Every line from the line containing "the white cloud" through the final line of the data is to be printed exactly; no other line is to appear.

> **Position annotation records**:
□ □ □ □

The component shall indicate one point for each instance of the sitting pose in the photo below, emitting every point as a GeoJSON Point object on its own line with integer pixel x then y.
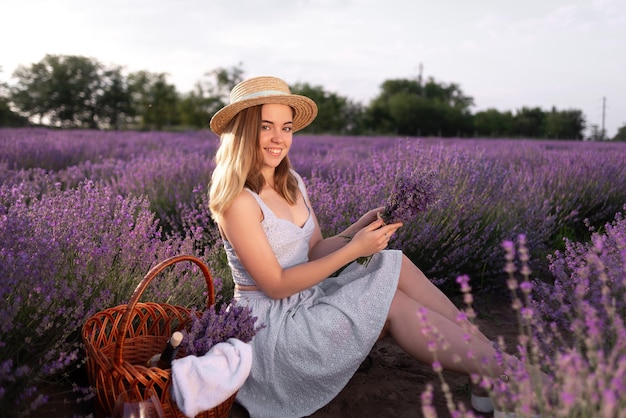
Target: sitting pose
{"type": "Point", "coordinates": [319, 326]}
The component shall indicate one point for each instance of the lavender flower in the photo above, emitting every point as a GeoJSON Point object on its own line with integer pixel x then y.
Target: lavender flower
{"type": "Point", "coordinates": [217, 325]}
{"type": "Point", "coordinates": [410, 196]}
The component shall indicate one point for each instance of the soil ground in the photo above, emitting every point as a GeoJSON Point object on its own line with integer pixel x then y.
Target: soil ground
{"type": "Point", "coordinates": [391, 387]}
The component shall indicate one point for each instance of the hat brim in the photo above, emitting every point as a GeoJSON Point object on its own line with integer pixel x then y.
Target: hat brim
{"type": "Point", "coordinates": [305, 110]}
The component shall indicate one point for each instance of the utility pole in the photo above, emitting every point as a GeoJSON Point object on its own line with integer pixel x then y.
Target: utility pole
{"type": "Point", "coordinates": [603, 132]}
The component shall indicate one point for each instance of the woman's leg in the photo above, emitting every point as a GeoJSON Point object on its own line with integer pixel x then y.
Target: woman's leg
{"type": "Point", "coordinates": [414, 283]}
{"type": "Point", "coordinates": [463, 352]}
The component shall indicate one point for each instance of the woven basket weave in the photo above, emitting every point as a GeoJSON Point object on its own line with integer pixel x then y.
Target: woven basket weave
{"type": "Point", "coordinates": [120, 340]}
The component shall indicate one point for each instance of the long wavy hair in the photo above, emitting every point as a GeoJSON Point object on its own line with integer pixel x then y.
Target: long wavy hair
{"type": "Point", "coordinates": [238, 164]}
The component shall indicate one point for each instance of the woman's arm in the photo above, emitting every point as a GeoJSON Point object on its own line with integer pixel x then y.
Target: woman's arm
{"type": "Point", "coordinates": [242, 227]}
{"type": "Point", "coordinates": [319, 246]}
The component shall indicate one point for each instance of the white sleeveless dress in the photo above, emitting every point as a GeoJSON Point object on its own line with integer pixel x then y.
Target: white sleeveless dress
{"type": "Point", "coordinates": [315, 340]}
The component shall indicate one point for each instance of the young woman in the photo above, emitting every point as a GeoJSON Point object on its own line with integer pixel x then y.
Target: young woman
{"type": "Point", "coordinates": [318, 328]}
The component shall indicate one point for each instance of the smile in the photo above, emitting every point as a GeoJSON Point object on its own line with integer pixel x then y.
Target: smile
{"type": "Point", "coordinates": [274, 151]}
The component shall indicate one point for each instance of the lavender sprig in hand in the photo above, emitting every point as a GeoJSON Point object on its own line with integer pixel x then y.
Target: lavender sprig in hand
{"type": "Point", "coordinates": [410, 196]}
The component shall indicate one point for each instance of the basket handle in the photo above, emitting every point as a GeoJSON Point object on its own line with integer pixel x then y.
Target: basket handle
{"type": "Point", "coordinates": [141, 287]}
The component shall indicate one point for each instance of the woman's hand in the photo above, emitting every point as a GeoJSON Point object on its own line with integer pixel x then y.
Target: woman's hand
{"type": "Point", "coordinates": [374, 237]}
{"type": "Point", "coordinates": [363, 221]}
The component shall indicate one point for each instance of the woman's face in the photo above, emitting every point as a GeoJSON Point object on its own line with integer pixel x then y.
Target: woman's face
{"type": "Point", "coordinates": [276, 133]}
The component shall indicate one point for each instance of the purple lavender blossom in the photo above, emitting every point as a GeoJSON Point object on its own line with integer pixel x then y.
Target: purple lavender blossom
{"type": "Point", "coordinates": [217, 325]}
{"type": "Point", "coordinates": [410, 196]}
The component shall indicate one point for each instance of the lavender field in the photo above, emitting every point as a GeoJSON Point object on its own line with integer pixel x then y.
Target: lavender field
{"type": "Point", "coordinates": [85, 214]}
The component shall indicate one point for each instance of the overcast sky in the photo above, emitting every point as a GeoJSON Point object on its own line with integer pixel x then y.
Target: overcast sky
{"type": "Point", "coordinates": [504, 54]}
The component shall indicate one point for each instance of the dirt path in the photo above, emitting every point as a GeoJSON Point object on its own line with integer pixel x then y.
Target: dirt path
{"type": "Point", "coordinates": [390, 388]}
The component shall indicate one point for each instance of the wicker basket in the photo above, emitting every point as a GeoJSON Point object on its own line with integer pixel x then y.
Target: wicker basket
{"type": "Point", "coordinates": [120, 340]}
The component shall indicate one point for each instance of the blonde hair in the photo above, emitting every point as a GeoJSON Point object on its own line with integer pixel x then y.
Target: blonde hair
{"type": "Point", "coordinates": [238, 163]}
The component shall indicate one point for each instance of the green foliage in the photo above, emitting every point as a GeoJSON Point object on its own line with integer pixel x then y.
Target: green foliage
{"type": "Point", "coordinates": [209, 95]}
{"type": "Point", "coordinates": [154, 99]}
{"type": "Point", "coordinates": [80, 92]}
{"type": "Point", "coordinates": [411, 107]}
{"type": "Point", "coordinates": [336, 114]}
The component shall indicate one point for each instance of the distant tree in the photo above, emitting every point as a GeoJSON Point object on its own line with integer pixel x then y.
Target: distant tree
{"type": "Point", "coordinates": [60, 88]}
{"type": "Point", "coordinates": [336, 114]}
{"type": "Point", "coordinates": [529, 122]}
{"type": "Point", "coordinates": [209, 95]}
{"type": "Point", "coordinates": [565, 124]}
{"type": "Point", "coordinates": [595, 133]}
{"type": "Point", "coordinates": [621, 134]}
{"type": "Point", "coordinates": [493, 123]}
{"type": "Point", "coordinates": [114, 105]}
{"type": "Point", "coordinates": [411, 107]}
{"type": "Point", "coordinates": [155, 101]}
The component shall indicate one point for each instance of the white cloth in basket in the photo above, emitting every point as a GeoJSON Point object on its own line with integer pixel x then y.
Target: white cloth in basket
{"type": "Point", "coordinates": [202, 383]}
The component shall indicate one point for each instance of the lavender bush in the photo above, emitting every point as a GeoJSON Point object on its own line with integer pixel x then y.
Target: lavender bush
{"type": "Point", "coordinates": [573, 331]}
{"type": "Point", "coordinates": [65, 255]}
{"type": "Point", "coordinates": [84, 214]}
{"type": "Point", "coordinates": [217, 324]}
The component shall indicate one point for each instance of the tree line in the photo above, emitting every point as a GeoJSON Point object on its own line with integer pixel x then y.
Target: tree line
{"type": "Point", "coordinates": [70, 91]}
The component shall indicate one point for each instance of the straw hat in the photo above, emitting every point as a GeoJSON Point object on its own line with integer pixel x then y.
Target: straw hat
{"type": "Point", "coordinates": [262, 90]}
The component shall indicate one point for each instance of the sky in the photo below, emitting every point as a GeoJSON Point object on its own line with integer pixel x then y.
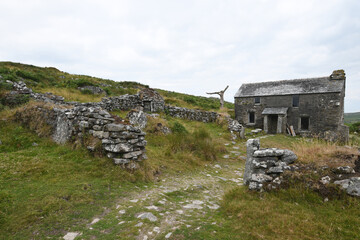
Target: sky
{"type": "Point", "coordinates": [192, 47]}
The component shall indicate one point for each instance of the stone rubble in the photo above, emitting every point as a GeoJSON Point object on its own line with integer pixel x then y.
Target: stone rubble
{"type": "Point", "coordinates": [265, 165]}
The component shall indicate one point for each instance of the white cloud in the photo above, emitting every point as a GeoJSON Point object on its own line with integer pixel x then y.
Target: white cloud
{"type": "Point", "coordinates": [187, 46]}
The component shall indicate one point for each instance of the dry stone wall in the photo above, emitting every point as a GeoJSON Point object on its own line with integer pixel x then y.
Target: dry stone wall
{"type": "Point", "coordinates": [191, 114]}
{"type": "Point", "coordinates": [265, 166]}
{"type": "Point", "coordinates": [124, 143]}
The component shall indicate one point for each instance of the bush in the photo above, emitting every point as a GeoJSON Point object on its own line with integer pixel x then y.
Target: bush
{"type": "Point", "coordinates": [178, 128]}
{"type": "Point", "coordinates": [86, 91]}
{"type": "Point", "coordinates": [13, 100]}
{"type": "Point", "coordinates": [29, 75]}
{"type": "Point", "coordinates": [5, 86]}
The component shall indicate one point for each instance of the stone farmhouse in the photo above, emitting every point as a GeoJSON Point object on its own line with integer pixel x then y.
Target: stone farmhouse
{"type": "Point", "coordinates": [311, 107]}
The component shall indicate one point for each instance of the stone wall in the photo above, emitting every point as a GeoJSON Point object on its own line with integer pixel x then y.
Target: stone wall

□ □ □ □

> **Full answer**:
The component shall indicate one point for each instance of the white cloud in the photo above, emitting every point as a GeoJSON Point object on its own line with integer pixel x then y.
Target: white cloud
{"type": "Point", "coordinates": [187, 46]}
The component shall indicate one point for each instance of the dry stone wall in the photo above, emitting every point as a GeoJSON Point object on its own line with integer pixel x then y.
Target: dry stone wall
{"type": "Point", "coordinates": [191, 114]}
{"type": "Point", "coordinates": [265, 166]}
{"type": "Point", "coordinates": [124, 143]}
The component shall indicate one point for each instance of the bush in the photo above, emitting every point as a GeoJSON Point object on its own line with integer pixel x then y.
Target: bush
{"type": "Point", "coordinates": [178, 128]}
{"type": "Point", "coordinates": [86, 91]}
{"type": "Point", "coordinates": [13, 100]}
{"type": "Point", "coordinates": [29, 75]}
{"type": "Point", "coordinates": [5, 86]}
The component shall indicate one point for each instance of the stone farmhouse in the photo above, emitting every point as a GeoJSON Point object on its own line with integer pixel x then y.
Target: stone farmhouse
{"type": "Point", "coordinates": [311, 107]}
The component shall indicate one point for each instance of the stone wall in the photo above, emitting every point as a GeoJSON Point object on its own line with integer pixel x then y.
Target: stone wall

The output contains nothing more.